WHAT IS EXPECTED -> In the news report on Red Deer's staff cuts, by how much will the downsizing reduce the city's annual budget?

═════ PASSAGE TO READ ═════

Red Deer City Manager Allan Seabrooke (Photo by LANA MICHELIN/Advocate staff).

Red Deer City Manager Allan Seabrooke (Photo by LANA MICHELIN/Advocate staff).

City of Red Deer trims staff by five per cent to deal with new economic realities

Downsizing of the municipal workforce will cut the annual budget by $7 million

The City of Red Deer is cutting five per cent of its workforce this fall to pare its annual budget by $7 million.

The organizational changes are necessary due to financial strain caused by the COVID-19 pandemic, piling on top of Alberta’s already depressed economy, said Mayor Tara Veer on Tuesday.

“Difficult decisions had to be made,” she added, so the city could keep delivering the kind of municipal services Red Deerians expect, while keeping next year’s property tax increase at zero.

Veer said the changes recognize the financial hardships many citizens and business owners are experiencing.

“This is our new economic reality. We’ve been recessed for many years and the pandemic has produced some seismic shifts… the City of Red Deer is responding.”

According to city manager Allan Seabrooke, Red Deer has many full, part time and casual workers, adding up to about 1,200 full-time equivalents.

Of these, about 75 FTEs will be reduced to bring down expenses.

═════ RECORDS SHOWN ═════

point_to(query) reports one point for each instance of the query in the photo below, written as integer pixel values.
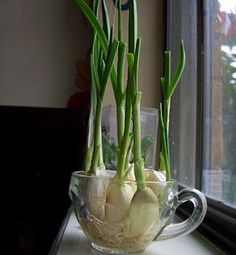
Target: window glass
(182, 24)
(219, 131)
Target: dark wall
(39, 148)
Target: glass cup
(118, 218)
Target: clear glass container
(130, 221)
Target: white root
(118, 198)
(143, 212)
(156, 181)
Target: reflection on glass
(219, 151)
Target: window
(203, 114)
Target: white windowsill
(74, 242)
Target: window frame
(219, 225)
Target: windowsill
(71, 240)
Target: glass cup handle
(190, 224)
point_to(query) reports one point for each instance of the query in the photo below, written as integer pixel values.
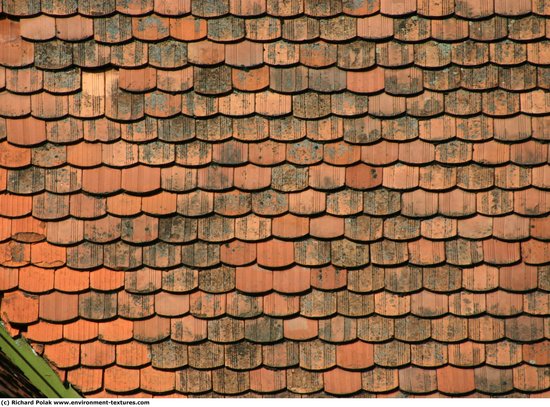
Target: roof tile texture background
(278, 198)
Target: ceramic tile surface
(267, 198)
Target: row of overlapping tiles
(251, 8)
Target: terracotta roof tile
(112, 170)
(85, 379)
(80, 331)
(119, 379)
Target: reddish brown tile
(81, 331)
(118, 330)
(120, 380)
(86, 380)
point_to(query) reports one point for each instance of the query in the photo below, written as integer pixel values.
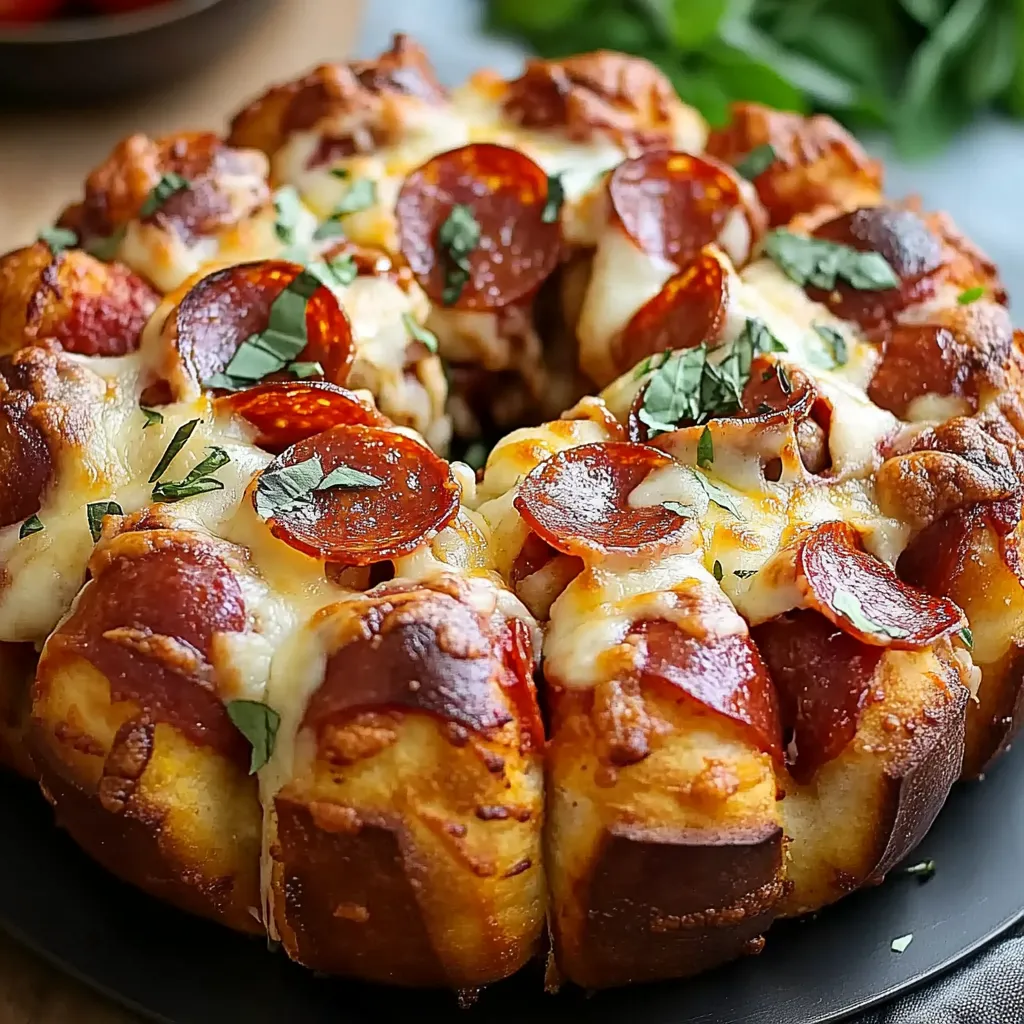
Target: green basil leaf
(361, 195)
(31, 525)
(556, 197)
(170, 184)
(57, 239)
(815, 261)
(178, 441)
(757, 161)
(259, 724)
(420, 333)
(152, 417)
(94, 513)
(849, 605)
(706, 450)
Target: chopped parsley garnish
(815, 261)
(288, 214)
(835, 343)
(556, 197)
(178, 441)
(291, 487)
(170, 184)
(259, 725)
(757, 161)
(706, 450)
(31, 525)
(457, 238)
(923, 870)
(688, 387)
(199, 481)
(361, 195)
(849, 605)
(95, 511)
(152, 417)
(419, 333)
(58, 239)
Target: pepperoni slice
(361, 525)
(506, 194)
(674, 204)
(690, 308)
(725, 674)
(147, 621)
(230, 305)
(578, 502)
(864, 597)
(285, 413)
(910, 248)
(823, 680)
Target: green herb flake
(706, 450)
(31, 525)
(152, 417)
(259, 724)
(419, 333)
(848, 604)
(821, 263)
(757, 161)
(556, 197)
(835, 344)
(457, 238)
(361, 196)
(178, 441)
(94, 513)
(57, 239)
(170, 184)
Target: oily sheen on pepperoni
(864, 597)
(506, 193)
(578, 502)
(910, 248)
(674, 204)
(361, 525)
(690, 308)
(725, 674)
(146, 622)
(823, 679)
(465, 671)
(226, 307)
(285, 413)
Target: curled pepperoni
(674, 204)
(360, 525)
(506, 195)
(823, 680)
(907, 244)
(147, 621)
(285, 413)
(724, 674)
(690, 308)
(578, 502)
(864, 597)
(230, 305)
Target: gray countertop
(978, 179)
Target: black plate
(75, 60)
(187, 972)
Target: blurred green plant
(920, 69)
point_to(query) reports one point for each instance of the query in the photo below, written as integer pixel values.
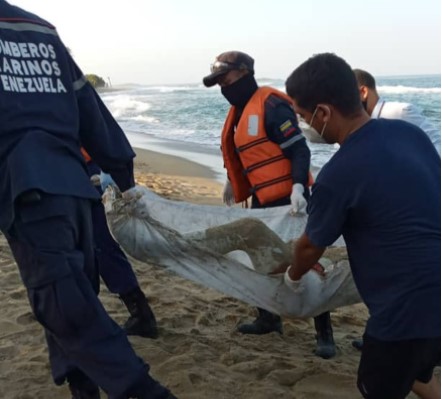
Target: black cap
(228, 61)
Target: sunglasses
(218, 66)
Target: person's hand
(106, 180)
(299, 204)
(133, 194)
(279, 269)
(228, 197)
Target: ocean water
(186, 120)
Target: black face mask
(240, 92)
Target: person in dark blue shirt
(381, 192)
(47, 108)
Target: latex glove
(294, 285)
(299, 204)
(106, 180)
(133, 194)
(228, 197)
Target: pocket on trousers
(64, 306)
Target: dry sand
(198, 354)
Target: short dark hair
(324, 78)
(364, 78)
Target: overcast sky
(174, 41)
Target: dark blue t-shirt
(381, 191)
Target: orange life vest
(255, 164)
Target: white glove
(228, 197)
(294, 285)
(132, 194)
(299, 204)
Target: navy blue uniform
(113, 266)
(282, 128)
(381, 191)
(47, 108)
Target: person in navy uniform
(381, 192)
(115, 269)
(47, 108)
(267, 158)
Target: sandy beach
(198, 354)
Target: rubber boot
(81, 386)
(265, 323)
(142, 320)
(358, 343)
(325, 344)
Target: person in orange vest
(267, 158)
(115, 269)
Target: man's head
(233, 71)
(229, 67)
(367, 89)
(325, 95)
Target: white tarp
(196, 242)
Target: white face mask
(310, 133)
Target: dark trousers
(113, 266)
(51, 239)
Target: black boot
(325, 344)
(142, 320)
(265, 323)
(358, 343)
(81, 386)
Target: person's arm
(282, 128)
(327, 211)
(100, 134)
(305, 255)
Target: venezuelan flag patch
(287, 128)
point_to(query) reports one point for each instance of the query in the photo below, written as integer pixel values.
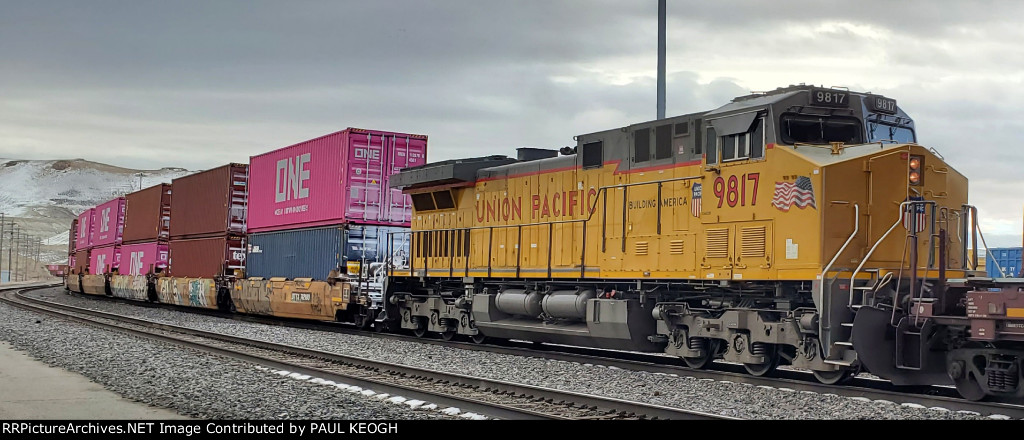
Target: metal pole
(10, 249)
(1, 240)
(17, 252)
(660, 57)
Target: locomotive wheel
(969, 388)
(702, 362)
(837, 377)
(766, 367)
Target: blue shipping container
(313, 253)
(1008, 258)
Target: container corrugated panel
(104, 259)
(84, 236)
(313, 253)
(211, 203)
(371, 244)
(206, 258)
(109, 222)
(72, 236)
(1008, 258)
(143, 258)
(81, 263)
(147, 214)
(337, 178)
(296, 254)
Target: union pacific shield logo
(695, 200)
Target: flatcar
(803, 226)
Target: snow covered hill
(43, 196)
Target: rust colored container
(147, 215)
(207, 258)
(81, 261)
(211, 203)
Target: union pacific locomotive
(802, 226)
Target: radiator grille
(717, 244)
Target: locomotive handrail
(902, 212)
(826, 299)
(856, 228)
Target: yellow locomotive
(757, 232)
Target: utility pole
(17, 252)
(10, 250)
(660, 57)
(39, 250)
(1, 242)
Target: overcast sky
(197, 84)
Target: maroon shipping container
(333, 179)
(109, 223)
(211, 203)
(81, 263)
(207, 258)
(147, 215)
(72, 234)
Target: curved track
(860, 388)
(494, 398)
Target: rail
(495, 397)
(826, 299)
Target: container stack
(83, 240)
(108, 227)
(325, 206)
(146, 231)
(208, 223)
(1008, 259)
(72, 232)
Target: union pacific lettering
(543, 207)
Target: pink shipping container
(109, 222)
(143, 258)
(338, 178)
(104, 260)
(84, 237)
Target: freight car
(310, 257)
(802, 226)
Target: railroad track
(494, 398)
(860, 388)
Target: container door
(404, 151)
(366, 171)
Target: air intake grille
(717, 244)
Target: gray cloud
(196, 84)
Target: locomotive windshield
(820, 130)
(878, 130)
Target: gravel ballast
(190, 382)
(740, 400)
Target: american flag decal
(800, 193)
(914, 215)
(695, 201)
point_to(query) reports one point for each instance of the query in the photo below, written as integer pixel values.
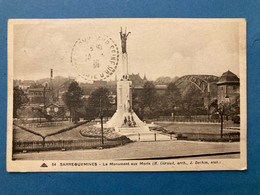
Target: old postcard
(126, 95)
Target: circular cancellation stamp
(95, 57)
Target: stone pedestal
(124, 116)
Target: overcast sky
(156, 47)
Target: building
(228, 87)
(39, 95)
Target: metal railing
(65, 145)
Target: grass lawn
(22, 135)
(202, 132)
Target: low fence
(66, 145)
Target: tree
(73, 100)
(19, 99)
(98, 103)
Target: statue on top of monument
(123, 40)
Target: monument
(124, 116)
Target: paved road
(139, 150)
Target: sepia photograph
(126, 95)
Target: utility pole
(101, 120)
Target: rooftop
(228, 78)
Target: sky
(155, 47)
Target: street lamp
(101, 120)
(222, 110)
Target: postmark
(95, 57)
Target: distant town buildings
(47, 94)
(228, 87)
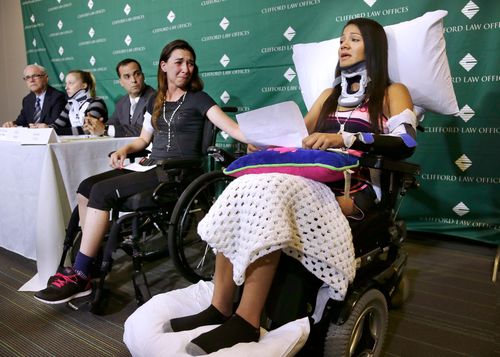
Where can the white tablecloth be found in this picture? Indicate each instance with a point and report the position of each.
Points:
(37, 192)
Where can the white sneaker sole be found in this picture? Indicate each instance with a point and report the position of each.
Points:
(77, 295)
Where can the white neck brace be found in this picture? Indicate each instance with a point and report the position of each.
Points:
(349, 75)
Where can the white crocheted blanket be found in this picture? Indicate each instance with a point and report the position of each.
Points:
(258, 214)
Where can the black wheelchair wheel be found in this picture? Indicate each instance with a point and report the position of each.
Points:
(364, 332)
(193, 257)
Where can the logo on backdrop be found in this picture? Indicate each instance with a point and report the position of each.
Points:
(466, 113)
(461, 209)
(34, 23)
(224, 24)
(468, 62)
(372, 13)
(93, 61)
(225, 97)
(92, 12)
(62, 59)
(290, 74)
(470, 9)
(127, 10)
(211, 2)
(33, 50)
(60, 25)
(224, 61)
(128, 40)
(171, 17)
(92, 40)
(288, 7)
(59, 7)
(289, 34)
(463, 162)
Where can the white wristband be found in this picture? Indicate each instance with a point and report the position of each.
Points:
(348, 139)
(111, 130)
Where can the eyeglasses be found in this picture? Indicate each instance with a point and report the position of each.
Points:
(33, 76)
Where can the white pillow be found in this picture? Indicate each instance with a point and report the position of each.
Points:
(417, 58)
(144, 336)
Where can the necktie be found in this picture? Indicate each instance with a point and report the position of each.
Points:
(38, 111)
(133, 104)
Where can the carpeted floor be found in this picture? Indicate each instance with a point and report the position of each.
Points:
(453, 308)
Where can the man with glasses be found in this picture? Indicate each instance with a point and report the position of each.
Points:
(43, 104)
(129, 110)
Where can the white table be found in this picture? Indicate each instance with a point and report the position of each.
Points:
(37, 192)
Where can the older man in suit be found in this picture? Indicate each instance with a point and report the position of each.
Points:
(129, 110)
(43, 104)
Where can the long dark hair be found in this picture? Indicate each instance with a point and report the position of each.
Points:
(87, 78)
(194, 85)
(375, 41)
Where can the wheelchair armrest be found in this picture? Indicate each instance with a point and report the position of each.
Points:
(170, 164)
(135, 155)
(384, 163)
(221, 155)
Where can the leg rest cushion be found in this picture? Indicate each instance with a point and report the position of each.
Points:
(144, 334)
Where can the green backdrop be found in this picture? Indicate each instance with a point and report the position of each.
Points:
(244, 54)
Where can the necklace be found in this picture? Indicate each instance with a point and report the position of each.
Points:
(171, 119)
(342, 125)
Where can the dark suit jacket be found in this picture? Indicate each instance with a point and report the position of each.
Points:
(53, 104)
(120, 117)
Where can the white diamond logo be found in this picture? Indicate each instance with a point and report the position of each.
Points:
(225, 97)
(171, 16)
(290, 74)
(289, 33)
(463, 162)
(224, 61)
(468, 62)
(461, 209)
(466, 113)
(224, 23)
(128, 40)
(470, 9)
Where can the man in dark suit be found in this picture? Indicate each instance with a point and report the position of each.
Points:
(43, 104)
(129, 110)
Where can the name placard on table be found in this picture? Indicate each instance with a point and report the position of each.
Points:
(26, 136)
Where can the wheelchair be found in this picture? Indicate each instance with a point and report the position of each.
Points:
(355, 326)
(139, 220)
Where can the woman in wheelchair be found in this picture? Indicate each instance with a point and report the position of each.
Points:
(364, 112)
(174, 123)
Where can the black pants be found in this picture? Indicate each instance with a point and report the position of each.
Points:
(105, 191)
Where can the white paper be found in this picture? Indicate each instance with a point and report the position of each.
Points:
(279, 124)
(38, 136)
(138, 167)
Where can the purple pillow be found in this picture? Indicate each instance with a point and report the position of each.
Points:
(319, 165)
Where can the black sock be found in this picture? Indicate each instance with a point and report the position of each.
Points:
(209, 316)
(233, 331)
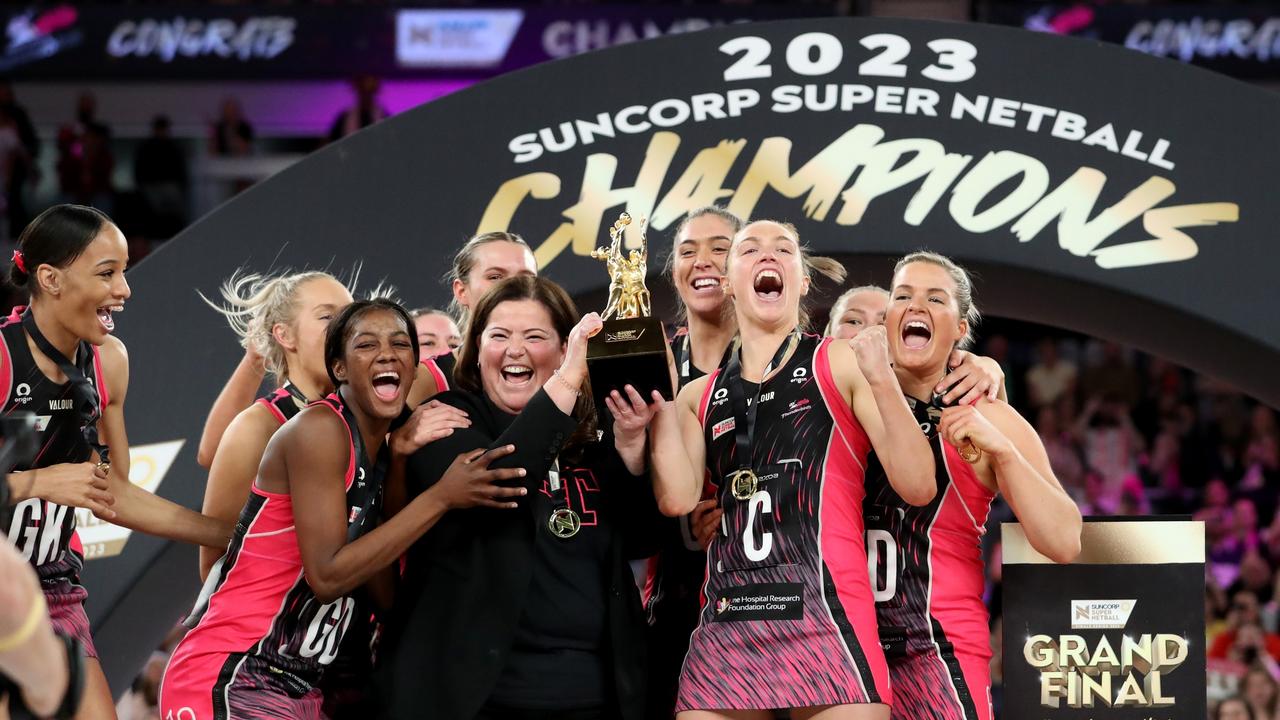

═════

OUTPUT OF THE EXERCISE -> $7 million